# DATA PROVIDED start

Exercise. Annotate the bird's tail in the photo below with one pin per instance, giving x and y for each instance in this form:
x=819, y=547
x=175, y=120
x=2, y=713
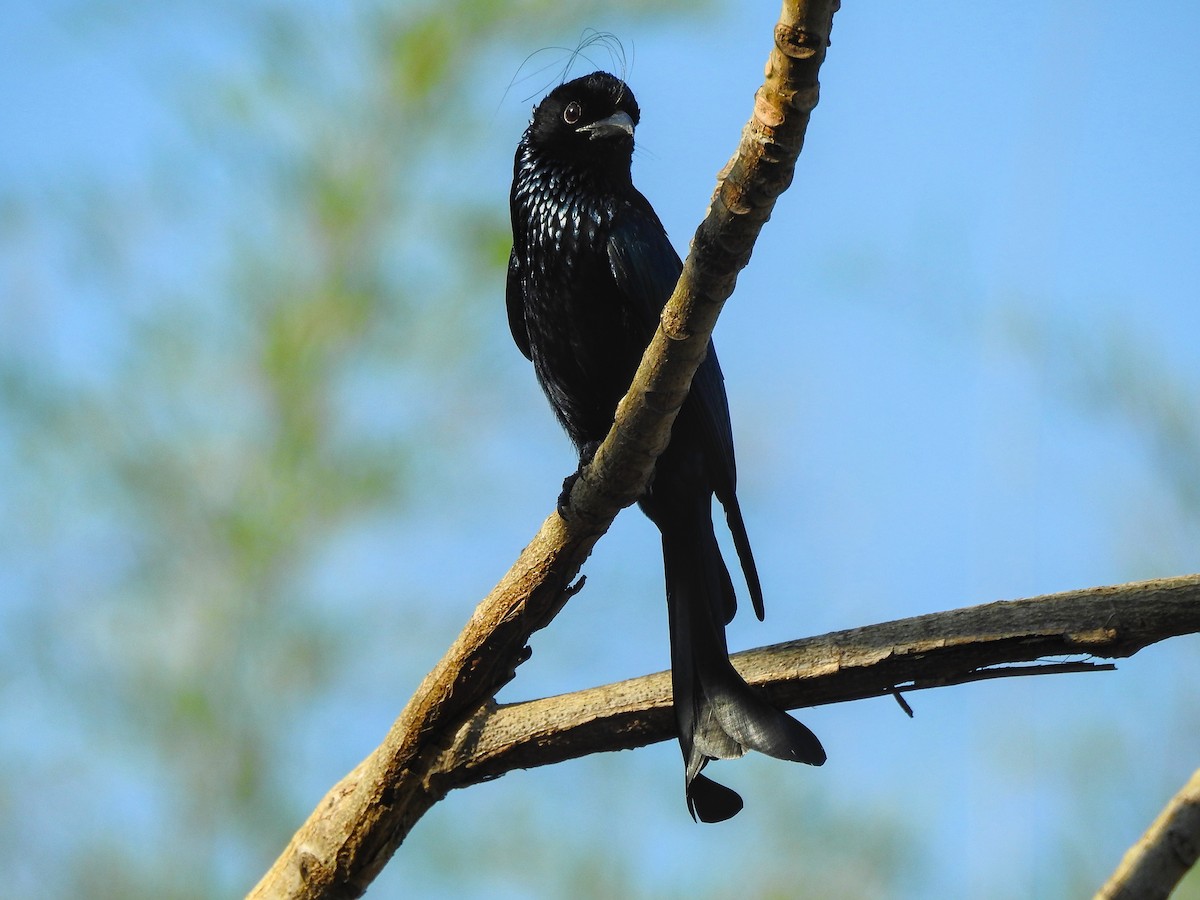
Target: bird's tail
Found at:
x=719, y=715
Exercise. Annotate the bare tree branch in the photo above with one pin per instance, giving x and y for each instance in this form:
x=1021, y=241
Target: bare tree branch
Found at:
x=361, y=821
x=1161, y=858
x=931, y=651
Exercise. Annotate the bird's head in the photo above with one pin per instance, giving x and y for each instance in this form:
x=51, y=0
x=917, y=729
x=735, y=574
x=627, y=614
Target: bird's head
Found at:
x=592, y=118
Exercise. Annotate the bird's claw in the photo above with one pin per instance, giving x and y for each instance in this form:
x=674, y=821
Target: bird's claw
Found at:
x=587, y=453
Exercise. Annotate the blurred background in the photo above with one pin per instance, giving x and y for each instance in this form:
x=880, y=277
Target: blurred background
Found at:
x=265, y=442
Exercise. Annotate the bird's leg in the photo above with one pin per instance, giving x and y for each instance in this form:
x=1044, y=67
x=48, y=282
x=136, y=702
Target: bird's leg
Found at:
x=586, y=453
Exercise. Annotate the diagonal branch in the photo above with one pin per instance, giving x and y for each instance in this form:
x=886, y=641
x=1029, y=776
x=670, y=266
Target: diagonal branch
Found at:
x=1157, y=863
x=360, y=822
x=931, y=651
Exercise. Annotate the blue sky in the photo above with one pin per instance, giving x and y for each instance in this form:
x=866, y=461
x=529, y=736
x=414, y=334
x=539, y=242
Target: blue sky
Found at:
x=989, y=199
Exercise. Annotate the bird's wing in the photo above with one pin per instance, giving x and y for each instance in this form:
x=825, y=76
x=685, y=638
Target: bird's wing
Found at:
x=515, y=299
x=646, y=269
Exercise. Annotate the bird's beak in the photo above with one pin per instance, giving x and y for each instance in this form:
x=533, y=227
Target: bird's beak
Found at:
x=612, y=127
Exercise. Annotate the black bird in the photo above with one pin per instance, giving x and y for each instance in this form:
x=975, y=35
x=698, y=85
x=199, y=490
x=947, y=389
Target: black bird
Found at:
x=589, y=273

# DATA PROVIDED end
# DATA PROVIDED start

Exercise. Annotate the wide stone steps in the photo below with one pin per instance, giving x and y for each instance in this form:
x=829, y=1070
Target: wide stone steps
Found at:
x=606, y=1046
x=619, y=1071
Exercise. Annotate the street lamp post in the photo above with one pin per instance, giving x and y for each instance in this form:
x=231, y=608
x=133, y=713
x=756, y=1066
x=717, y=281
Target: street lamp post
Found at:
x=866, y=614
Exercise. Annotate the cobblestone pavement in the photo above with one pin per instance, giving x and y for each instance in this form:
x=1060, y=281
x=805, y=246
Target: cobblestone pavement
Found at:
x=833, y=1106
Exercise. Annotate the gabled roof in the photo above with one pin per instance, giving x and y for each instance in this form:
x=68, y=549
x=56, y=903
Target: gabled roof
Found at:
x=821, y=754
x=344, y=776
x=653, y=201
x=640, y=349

# DATA PROVIDED end
# DATA PROVIDED start

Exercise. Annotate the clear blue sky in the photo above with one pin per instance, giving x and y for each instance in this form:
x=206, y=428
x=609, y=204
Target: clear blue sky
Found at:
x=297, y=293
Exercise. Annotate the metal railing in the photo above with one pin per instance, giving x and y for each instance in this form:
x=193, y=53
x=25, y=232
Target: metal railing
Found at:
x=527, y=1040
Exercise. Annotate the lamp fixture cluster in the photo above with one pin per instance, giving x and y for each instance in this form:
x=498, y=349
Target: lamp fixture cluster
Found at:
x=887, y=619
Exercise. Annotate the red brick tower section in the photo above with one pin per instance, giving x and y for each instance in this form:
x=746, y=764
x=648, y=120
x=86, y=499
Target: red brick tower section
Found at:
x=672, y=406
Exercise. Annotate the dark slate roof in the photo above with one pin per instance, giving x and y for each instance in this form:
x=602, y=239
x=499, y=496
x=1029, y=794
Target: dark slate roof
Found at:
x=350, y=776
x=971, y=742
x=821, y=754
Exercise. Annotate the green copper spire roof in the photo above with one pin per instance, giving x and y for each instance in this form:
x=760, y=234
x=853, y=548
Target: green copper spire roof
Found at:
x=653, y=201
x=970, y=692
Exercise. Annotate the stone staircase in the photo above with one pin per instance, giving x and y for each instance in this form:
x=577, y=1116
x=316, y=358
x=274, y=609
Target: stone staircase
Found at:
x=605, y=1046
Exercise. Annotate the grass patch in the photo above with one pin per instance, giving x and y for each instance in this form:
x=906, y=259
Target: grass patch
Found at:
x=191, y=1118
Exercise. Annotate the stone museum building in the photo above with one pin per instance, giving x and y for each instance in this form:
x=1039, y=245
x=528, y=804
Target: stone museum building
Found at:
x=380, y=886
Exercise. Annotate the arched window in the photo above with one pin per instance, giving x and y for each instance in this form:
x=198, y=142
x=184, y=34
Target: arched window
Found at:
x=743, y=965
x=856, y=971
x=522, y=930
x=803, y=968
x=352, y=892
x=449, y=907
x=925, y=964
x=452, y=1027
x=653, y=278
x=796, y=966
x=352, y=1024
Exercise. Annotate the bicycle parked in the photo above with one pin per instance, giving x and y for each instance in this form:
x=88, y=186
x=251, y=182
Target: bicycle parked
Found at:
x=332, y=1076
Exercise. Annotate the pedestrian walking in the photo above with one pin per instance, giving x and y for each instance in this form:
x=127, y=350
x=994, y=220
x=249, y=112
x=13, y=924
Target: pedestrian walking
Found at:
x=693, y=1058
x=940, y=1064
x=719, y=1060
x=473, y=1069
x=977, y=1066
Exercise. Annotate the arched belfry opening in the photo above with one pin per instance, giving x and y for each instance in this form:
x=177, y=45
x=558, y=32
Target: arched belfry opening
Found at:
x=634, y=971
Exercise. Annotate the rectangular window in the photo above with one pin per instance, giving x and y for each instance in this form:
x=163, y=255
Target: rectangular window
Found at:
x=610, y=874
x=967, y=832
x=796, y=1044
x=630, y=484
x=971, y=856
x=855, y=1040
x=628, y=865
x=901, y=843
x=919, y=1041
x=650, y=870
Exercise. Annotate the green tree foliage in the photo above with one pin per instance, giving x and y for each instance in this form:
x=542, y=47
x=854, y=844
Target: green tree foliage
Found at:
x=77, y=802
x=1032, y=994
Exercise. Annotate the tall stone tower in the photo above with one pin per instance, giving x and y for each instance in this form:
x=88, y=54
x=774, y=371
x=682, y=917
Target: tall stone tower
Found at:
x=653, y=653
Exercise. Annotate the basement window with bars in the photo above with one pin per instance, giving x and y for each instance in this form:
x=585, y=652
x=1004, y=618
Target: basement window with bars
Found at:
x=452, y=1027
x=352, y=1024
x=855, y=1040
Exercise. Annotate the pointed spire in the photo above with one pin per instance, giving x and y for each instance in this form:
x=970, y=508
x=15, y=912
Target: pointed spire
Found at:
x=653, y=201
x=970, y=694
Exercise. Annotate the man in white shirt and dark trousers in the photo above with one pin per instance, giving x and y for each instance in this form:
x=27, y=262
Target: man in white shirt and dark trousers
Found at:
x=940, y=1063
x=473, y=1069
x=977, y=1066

# DATA PROVIDED end

REQUEST:
Reproduce, without any change, the stretch of lines above from the one containing "Exercise. Annotate the pedestrian" through the one containing "x=634, y=971", including both of those lines.

RESPONSE:
Exercise. Annotate the pedestrian walking in the photo above with one pin per instance, giving x and y for each instance in this form:
x=127, y=350
x=994, y=220
x=249, y=112
x=13, y=924
Target: pedestrian walking
Found at:
x=693, y=1058
x=940, y=1064
x=719, y=1060
x=473, y=1069
x=977, y=1066
Exercise. Annotate the arched belfry opening in the photo above with one pin per instance, giving x and y for each instance in this form:
x=177, y=45
x=558, y=32
Target: arched belfry opening
Found at:
x=634, y=971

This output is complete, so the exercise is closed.